### What the task asks:
Select and copy every line of the records that contains the word "boat".

### Items:
____

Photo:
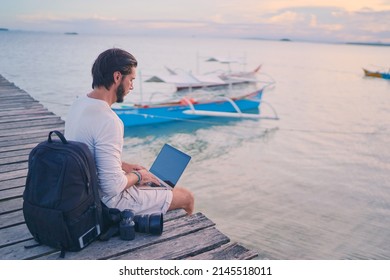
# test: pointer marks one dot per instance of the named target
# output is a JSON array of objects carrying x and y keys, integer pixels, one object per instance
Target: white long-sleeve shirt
[{"x": 93, "y": 122}]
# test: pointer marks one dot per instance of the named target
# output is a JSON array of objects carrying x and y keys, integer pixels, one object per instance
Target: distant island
[{"x": 369, "y": 44}]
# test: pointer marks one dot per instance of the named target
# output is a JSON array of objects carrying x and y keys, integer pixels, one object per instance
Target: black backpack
[{"x": 61, "y": 207}]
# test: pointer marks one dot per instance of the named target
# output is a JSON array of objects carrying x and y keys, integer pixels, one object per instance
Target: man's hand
[{"x": 128, "y": 167}]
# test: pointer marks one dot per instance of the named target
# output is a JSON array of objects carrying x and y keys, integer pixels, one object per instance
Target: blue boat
[{"x": 190, "y": 108}]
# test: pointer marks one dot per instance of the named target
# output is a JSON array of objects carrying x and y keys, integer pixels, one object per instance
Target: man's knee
[{"x": 183, "y": 198}]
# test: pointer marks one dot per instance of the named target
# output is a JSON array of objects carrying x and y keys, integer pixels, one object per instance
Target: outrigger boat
[
  {"x": 187, "y": 81},
  {"x": 191, "y": 108},
  {"x": 377, "y": 74}
]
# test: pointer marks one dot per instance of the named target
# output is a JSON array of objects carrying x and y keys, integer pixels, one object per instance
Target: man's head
[{"x": 111, "y": 64}]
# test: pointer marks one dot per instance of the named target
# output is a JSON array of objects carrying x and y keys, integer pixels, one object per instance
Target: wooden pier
[{"x": 24, "y": 122}]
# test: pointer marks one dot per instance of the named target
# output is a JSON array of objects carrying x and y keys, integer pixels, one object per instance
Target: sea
[{"x": 313, "y": 184}]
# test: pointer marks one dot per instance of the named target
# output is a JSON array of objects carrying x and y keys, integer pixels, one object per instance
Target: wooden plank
[
  {"x": 14, "y": 249},
  {"x": 180, "y": 247},
  {"x": 21, "y": 152},
  {"x": 12, "y": 183},
  {"x": 47, "y": 129},
  {"x": 230, "y": 251},
  {"x": 13, "y": 167},
  {"x": 13, "y": 159},
  {"x": 13, "y": 175},
  {"x": 31, "y": 123},
  {"x": 115, "y": 246}
]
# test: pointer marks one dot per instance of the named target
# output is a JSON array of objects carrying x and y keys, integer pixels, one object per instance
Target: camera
[
  {"x": 152, "y": 223},
  {"x": 127, "y": 225}
]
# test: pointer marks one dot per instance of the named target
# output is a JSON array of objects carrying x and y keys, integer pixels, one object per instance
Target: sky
[{"x": 308, "y": 20}]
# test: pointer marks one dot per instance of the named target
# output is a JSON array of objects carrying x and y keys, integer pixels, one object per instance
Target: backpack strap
[{"x": 59, "y": 134}]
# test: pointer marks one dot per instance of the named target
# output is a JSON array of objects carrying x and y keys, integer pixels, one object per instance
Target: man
[{"x": 92, "y": 121}]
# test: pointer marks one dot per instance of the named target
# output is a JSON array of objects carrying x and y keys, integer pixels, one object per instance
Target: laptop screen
[{"x": 170, "y": 164}]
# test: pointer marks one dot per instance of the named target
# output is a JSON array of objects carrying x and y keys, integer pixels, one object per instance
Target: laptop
[{"x": 169, "y": 165}]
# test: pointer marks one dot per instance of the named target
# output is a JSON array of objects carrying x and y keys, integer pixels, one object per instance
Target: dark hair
[{"x": 107, "y": 63}]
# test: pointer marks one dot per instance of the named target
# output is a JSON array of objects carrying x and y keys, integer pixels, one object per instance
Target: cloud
[{"x": 297, "y": 23}]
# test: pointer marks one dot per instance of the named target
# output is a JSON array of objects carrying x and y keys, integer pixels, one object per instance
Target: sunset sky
[{"x": 312, "y": 20}]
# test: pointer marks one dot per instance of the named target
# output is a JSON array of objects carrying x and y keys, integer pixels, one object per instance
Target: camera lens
[{"x": 149, "y": 223}]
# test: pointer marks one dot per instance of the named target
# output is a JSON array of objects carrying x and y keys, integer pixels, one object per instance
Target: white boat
[{"x": 184, "y": 80}]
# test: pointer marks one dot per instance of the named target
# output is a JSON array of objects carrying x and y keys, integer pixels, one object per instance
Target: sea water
[{"x": 312, "y": 185}]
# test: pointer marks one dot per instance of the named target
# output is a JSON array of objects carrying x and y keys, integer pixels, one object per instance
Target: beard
[{"x": 120, "y": 93}]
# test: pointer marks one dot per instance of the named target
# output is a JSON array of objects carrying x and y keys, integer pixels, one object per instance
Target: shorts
[{"x": 145, "y": 200}]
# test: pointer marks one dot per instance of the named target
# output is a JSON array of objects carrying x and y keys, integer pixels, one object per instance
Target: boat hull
[
  {"x": 147, "y": 115},
  {"x": 382, "y": 75}
]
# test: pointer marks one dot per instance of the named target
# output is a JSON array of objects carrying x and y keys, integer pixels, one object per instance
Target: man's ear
[{"x": 117, "y": 76}]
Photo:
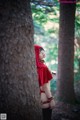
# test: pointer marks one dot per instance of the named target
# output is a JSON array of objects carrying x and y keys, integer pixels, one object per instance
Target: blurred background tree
[{"x": 46, "y": 27}]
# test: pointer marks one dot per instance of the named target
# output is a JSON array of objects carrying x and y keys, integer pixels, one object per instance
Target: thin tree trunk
[
  {"x": 19, "y": 93},
  {"x": 66, "y": 53}
]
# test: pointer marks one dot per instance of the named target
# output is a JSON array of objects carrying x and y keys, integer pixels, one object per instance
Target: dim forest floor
[{"x": 64, "y": 111}]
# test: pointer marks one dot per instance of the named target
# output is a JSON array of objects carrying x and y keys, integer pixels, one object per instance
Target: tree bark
[
  {"x": 65, "y": 82},
  {"x": 19, "y": 90}
]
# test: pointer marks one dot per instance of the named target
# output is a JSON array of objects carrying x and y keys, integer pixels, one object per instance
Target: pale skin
[{"x": 46, "y": 88}]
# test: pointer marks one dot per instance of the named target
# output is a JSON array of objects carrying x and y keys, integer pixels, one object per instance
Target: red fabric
[{"x": 44, "y": 75}]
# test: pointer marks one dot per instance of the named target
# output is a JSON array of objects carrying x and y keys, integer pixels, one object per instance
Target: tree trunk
[
  {"x": 19, "y": 93},
  {"x": 66, "y": 53}
]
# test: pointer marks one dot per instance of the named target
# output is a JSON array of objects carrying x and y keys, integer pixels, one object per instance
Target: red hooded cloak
[{"x": 44, "y": 75}]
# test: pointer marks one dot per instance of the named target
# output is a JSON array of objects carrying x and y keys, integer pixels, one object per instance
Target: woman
[{"x": 44, "y": 77}]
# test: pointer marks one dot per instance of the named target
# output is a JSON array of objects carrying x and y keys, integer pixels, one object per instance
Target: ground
[{"x": 64, "y": 111}]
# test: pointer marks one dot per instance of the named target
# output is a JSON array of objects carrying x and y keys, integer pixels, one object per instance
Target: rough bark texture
[
  {"x": 19, "y": 93},
  {"x": 66, "y": 53}
]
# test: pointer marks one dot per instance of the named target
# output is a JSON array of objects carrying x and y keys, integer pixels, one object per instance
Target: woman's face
[{"x": 42, "y": 54}]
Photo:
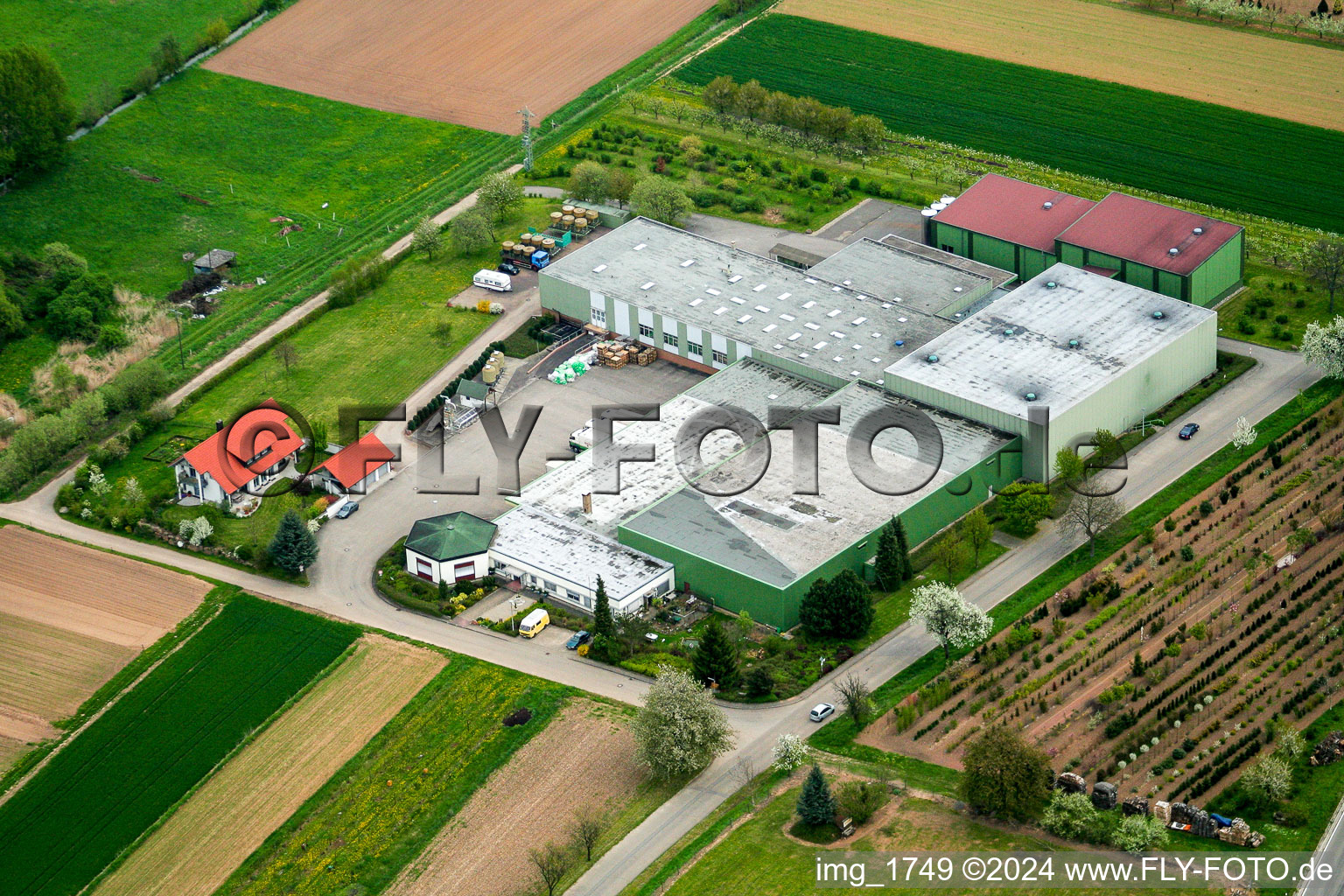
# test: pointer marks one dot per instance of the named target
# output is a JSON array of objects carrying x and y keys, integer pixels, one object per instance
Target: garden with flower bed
[{"x": 1173, "y": 664}]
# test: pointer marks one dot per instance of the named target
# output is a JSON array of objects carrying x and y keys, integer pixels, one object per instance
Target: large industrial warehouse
[
  {"x": 1026, "y": 228},
  {"x": 877, "y": 326}
]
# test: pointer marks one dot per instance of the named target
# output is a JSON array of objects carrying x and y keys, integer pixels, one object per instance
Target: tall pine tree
[
  {"x": 816, "y": 805},
  {"x": 293, "y": 549},
  {"x": 715, "y": 657},
  {"x": 604, "y": 624},
  {"x": 887, "y": 566},
  {"x": 907, "y": 571}
]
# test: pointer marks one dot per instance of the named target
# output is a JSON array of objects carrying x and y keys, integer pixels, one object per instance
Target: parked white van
[
  {"x": 534, "y": 622},
  {"x": 494, "y": 280}
]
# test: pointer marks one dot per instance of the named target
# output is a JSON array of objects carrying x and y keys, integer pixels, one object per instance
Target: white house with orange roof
[{"x": 240, "y": 459}]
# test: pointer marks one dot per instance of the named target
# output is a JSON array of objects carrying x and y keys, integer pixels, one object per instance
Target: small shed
[
  {"x": 453, "y": 547},
  {"x": 214, "y": 261}
]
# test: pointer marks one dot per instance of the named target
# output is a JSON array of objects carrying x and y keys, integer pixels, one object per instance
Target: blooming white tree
[
  {"x": 130, "y": 491},
  {"x": 679, "y": 730},
  {"x": 949, "y": 617},
  {"x": 790, "y": 751},
  {"x": 195, "y": 531},
  {"x": 1324, "y": 346},
  {"x": 1245, "y": 434},
  {"x": 98, "y": 482},
  {"x": 1270, "y": 780}
]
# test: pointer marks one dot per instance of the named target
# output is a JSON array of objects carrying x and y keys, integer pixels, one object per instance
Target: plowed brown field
[
  {"x": 70, "y": 617},
  {"x": 472, "y": 62},
  {"x": 584, "y": 758},
  {"x": 1230, "y": 67},
  {"x": 258, "y": 788}
]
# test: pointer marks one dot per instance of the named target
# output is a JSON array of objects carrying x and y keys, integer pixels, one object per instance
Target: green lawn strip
[
  {"x": 101, "y": 45},
  {"x": 386, "y": 803},
  {"x": 1153, "y": 141},
  {"x": 839, "y": 735},
  {"x": 691, "y": 844},
  {"x": 130, "y": 766},
  {"x": 1274, "y": 308}
]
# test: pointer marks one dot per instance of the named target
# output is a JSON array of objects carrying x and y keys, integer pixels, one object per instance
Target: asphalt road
[{"x": 341, "y": 582}]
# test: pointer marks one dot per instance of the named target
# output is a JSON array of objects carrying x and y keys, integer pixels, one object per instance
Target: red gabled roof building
[
  {"x": 355, "y": 468},
  {"x": 1026, "y": 228},
  {"x": 241, "y": 458}
]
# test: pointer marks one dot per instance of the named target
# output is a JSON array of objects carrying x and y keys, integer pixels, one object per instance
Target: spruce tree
[
  {"x": 887, "y": 566},
  {"x": 903, "y": 550},
  {"x": 851, "y": 609},
  {"x": 715, "y": 657},
  {"x": 604, "y": 624},
  {"x": 293, "y": 549},
  {"x": 816, "y": 805}
]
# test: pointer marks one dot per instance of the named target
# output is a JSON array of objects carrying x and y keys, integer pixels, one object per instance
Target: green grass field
[
  {"x": 1148, "y": 140},
  {"x": 230, "y": 155},
  {"x": 105, "y": 42},
  {"x": 388, "y": 802},
  {"x": 117, "y": 777},
  {"x": 1276, "y": 308}
]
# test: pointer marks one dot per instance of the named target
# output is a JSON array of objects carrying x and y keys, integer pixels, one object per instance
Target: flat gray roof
[
  {"x": 776, "y": 536},
  {"x": 747, "y": 384},
  {"x": 764, "y": 304},
  {"x": 920, "y": 277},
  {"x": 1113, "y": 324},
  {"x": 571, "y": 554}
]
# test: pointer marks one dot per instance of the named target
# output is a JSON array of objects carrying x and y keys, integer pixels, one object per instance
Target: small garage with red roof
[{"x": 355, "y": 468}]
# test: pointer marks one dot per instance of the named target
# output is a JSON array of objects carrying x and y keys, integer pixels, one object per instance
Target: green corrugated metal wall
[
  {"x": 1221, "y": 273},
  {"x": 780, "y": 606}
]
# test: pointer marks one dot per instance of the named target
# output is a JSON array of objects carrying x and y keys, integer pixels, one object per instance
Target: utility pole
[
  {"x": 182, "y": 356},
  {"x": 527, "y": 137}
]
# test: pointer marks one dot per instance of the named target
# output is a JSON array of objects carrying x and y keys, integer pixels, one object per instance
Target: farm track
[{"x": 1236, "y": 69}]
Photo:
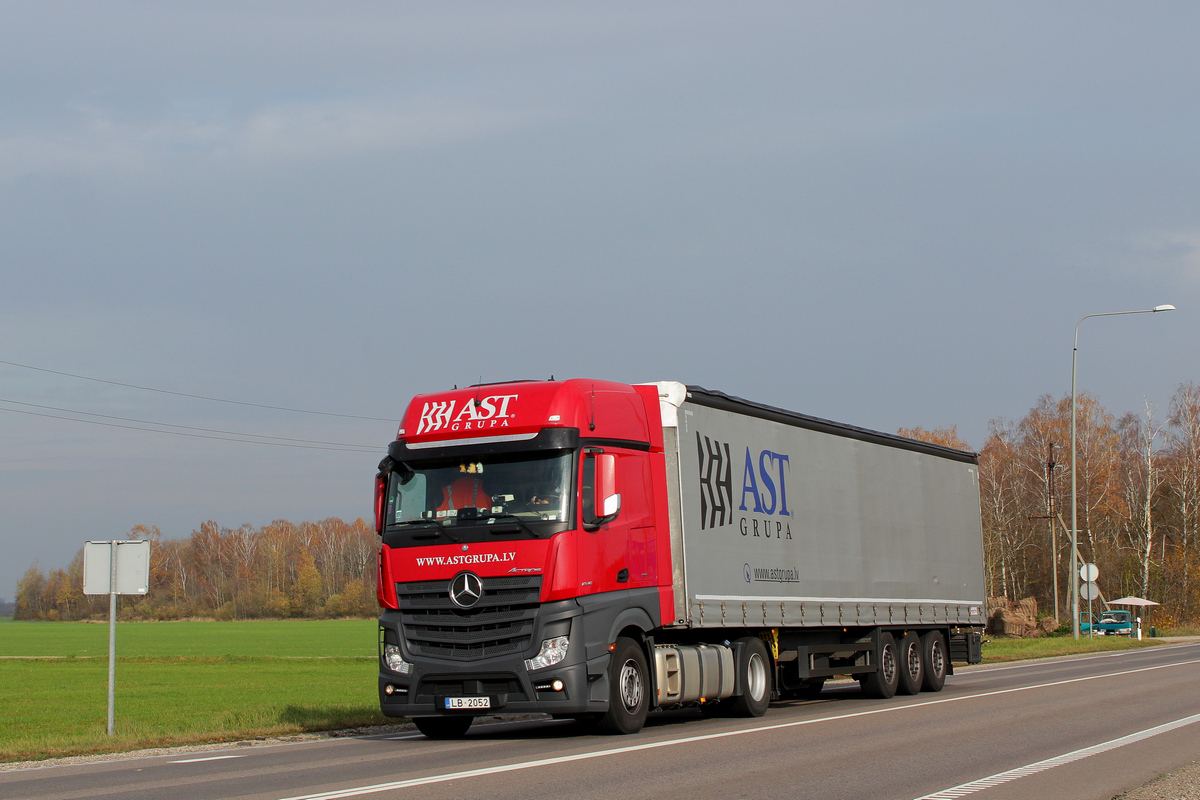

____

### Output for this exercise:
Target: blue boat
Target: outrigger boat
Target: white boat
Target: boat hull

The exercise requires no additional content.